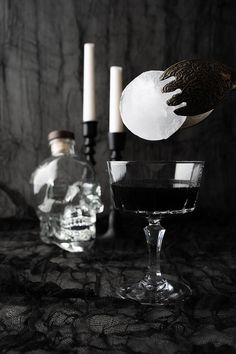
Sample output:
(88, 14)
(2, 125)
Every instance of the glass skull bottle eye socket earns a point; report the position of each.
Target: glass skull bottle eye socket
(67, 196)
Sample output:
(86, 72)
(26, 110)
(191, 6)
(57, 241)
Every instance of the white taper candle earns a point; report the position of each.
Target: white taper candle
(89, 104)
(115, 123)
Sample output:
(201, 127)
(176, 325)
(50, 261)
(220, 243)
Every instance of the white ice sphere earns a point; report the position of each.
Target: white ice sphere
(144, 108)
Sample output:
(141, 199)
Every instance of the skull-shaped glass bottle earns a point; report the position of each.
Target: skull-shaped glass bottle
(67, 196)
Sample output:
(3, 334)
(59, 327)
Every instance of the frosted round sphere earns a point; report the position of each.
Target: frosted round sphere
(144, 110)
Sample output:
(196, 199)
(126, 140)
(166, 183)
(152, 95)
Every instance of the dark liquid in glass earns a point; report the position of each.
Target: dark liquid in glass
(148, 196)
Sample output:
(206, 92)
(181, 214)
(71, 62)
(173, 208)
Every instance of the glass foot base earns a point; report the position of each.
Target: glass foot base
(165, 292)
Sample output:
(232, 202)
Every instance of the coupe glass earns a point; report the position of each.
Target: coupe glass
(155, 190)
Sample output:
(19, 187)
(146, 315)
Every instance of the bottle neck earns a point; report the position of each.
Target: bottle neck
(62, 147)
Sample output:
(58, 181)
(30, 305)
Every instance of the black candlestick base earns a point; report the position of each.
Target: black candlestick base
(89, 134)
(116, 142)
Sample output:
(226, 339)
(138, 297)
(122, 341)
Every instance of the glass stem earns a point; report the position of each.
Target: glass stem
(154, 233)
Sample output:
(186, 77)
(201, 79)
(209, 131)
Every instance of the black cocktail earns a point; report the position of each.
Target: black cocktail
(155, 189)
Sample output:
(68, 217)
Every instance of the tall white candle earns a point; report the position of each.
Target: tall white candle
(89, 105)
(115, 123)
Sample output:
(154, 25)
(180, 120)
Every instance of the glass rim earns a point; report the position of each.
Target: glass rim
(200, 162)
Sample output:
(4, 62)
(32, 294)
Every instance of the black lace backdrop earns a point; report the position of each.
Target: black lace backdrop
(53, 301)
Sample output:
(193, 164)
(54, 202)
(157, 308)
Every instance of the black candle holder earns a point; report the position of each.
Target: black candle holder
(89, 134)
(116, 143)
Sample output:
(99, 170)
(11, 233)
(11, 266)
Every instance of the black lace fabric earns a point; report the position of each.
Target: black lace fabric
(57, 302)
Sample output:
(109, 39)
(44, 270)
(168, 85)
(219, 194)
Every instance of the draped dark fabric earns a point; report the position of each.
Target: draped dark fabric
(56, 302)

####

* [EXERCISE INSTRUCTIONS] Copy out the records above in full, exactly as written, but not the pictures.

* [SOLUTION]
Sample output:
(88, 14)
(2, 125)
Every instance of the glass skull bottle eye socket earns a point; report the position of each.
Target: glass skull bottle eye socket
(67, 196)
Sample output:
(86, 72)
(26, 110)
(191, 6)
(57, 241)
Every instance of the white taper candle earns a point; report the position of each.
Target: white taper candle
(89, 104)
(115, 123)
Sample output:
(201, 127)
(176, 325)
(50, 261)
(220, 243)
Every instance of the white ice sphere earns a point; report the position of each.
Target: white ice sphere
(144, 108)
Sample output:
(141, 199)
Every instance of the skull-shaped glass bottle earns a point; report the position of each.
Target: skull-shaped glass bottle
(67, 196)
Sample output:
(3, 334)
(59, 327)
Every instance of the frosted round sphere earns a point; report the position of each.
Target: frosted round sphere
(144, 110)
Sample output:
(196, 199)
(126, 140)
(166, 183)
(152, 95)
Every instance of the dark liquid in glass earns a point; report the position of each.
Target: dark liquid in glass
(148, 196)
Sample output:
(206, 92)
(181, 214)
(71, 62)
(173, 208)
Every instance of the glass foot base earns a point; report the position of each.
Target: glass foot base
(165, 292)
Sample output:
(232, 202)
Every instance of the coupe glass earns a point; report the position of each.
Target: coupe glass
(155, 190)
Sample output:
(19, 187)
(146, 315)
Every instance of the bottle neck earns a point; report the position of each.
Target: bottle neck
(62, 147)
Sample output:
(58, 181)
(30, 305)
Every instance of the black candlestick base earns a point; report the position of each.
Target: black candlestick base
(89, 134)
(116, 142)
Sample output:
(226, 339)
(138, 297)
(122, 341)
Every instance of the glass stem earns a point; report the position of each.
Target: glass stem
(154, 233)
Sample output:
(186, 77)
(201, 79)
(209, 131)
Every instance of the black cocktail earns a point; report the position of each.
Target: black cocktail
(155, 189)
Sample output:
(68, 217)
Every instance of the tall white candle earns a point; report the position of each.
Target: tall white candle
(89, 105)
(115, 123)
Sample output:
(154, 25)
(180, 120)
Every instance of the glass rim earns a point; report the position of each.
Target: glass rim
(200, 162)
Sample output:
(4, 62)
(32, 294)
Every instance of the black lace backdrop earns a point; report the position of each.
Target: black lace backdrop
(53, 301)
Sample output:
(193, 164)
(54, 202)
(157, 308)
Every instance of the black candle holder earns a point; report the position of each.
Target: black candle holder
(89, 134)
(116, 143)
Sample output:
(99, 170)
(11, 233)
(11, 266)
Every instance of the black lace fabric earns a point; report the position of each.
Target: black lace fabric
(57, 302)
Sample output:
(109, 39)
(44, 270)
(168, 85)
(219, 194)
Every instance of the draped dark fabric earns a point; report the position of each.
Target: draped dark fabric
(56, 302)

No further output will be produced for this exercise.